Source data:
-- -- --

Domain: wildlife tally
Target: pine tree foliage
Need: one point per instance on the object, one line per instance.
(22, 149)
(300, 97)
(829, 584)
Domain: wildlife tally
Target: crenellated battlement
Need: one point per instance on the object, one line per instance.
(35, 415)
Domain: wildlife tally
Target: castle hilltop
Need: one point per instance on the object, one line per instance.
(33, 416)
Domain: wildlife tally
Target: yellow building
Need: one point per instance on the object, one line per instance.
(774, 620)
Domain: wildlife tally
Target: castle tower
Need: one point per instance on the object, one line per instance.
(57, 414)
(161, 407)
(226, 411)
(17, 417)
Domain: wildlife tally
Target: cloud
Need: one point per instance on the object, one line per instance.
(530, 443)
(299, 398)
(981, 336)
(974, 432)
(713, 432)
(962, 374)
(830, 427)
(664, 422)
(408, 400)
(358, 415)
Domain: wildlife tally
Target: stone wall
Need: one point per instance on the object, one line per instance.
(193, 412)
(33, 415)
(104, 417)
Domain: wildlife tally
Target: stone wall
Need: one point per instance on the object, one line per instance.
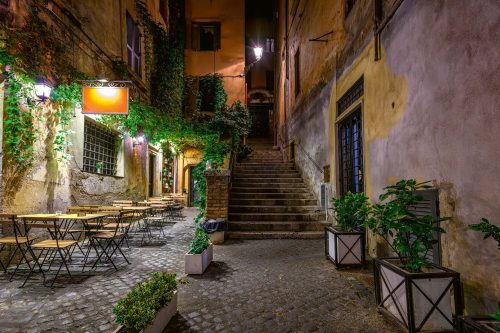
(428, 113)
(94, 43)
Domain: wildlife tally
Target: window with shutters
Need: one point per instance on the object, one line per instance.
(348, 6)
(269, 46)
(206, 36)
(296, 61)
(351, 153)
(133, 45)
(4, 4)
(164, 10)
(99, 145)
(429, 205)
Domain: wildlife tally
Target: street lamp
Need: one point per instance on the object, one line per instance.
(42, 89)
(258, 51)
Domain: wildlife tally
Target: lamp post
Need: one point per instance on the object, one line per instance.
(42, 89)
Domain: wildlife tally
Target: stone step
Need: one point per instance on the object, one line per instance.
(256, 200)
(275, 234)
(295, 191)
(235, 209)
(239, 174)
(260, 180)
(265, 164)
(269, 185)
(312, 216)
(277, 226)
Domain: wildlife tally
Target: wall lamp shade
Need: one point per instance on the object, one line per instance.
(258, 51)
(42, 89)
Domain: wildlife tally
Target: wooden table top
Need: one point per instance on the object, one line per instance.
(49, 217)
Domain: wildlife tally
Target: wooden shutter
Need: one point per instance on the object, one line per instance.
(195, 36)
(429, 206)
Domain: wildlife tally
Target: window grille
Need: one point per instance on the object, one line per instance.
(133, 45)
(351, 154)
(269, 45)
(296, 59)
(99, 146)
(206, 36)
(351, 96)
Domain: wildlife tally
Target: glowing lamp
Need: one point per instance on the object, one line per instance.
(42, 89)
(258, 51)
(105, 100)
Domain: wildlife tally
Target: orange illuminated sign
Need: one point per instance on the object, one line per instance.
(105, 100)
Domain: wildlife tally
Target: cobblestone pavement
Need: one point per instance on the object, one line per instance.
(252, 286)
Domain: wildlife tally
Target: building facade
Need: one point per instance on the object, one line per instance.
(215, 45)
(131, 168)
(370, 92)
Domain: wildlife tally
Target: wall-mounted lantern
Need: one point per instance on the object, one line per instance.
(258, 51)
(42, 89)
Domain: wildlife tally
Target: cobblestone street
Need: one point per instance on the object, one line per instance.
(252, 286)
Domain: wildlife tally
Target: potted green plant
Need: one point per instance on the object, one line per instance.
(345, 242)
(99, 167)
(149, 306)
(490, 323)
(200, 253)
(420, 295)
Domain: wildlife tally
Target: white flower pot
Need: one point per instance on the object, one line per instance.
(421, 302)
(198, 263)
(217, 237)
(345, 248)
(161, 320)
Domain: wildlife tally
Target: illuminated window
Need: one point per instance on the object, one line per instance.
(133, 45)
(206, 36)
(99, 149)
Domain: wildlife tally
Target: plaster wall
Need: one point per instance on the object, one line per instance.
(51, 185)
(429, 112)
(229, 60)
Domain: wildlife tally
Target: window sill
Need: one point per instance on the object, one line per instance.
(102, 175)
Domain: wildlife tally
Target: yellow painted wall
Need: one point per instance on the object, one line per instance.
(229, 61)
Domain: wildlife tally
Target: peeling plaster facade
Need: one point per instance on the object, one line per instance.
(50, 185)
(429, 112)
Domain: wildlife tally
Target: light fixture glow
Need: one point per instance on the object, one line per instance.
(258, 51)
(42, 89)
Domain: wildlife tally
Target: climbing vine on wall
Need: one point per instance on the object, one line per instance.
(164, 57)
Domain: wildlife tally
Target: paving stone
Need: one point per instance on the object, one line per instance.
(252, 286)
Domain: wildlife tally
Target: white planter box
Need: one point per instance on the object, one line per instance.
(162, 318)
(421, 302)
(217, 237)
(345, 248)
(198, 263)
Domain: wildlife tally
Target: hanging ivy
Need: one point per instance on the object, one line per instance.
(164, 58)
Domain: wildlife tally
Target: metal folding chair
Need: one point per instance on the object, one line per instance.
(18, 241)
(110, 241)
(49, 250)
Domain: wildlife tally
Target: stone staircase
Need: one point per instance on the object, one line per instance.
(269, 199)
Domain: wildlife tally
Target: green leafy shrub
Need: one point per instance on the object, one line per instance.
(489, 230)
(244, 151)
(412, 237)
(138, 309)
(351, 211)
(200, 241)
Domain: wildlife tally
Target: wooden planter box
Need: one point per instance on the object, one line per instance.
(479, 324)
(161, 321)
(217, 237)
(421, 302)
(345, 248)
(198, 263)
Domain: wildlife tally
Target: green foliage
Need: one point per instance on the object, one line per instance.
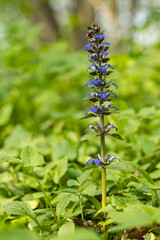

-- -- --

### Exercise instructions
Given the word "yellow", show every line of the records that contains it.

### Result
Target: yellow building
Target: yellow painted wall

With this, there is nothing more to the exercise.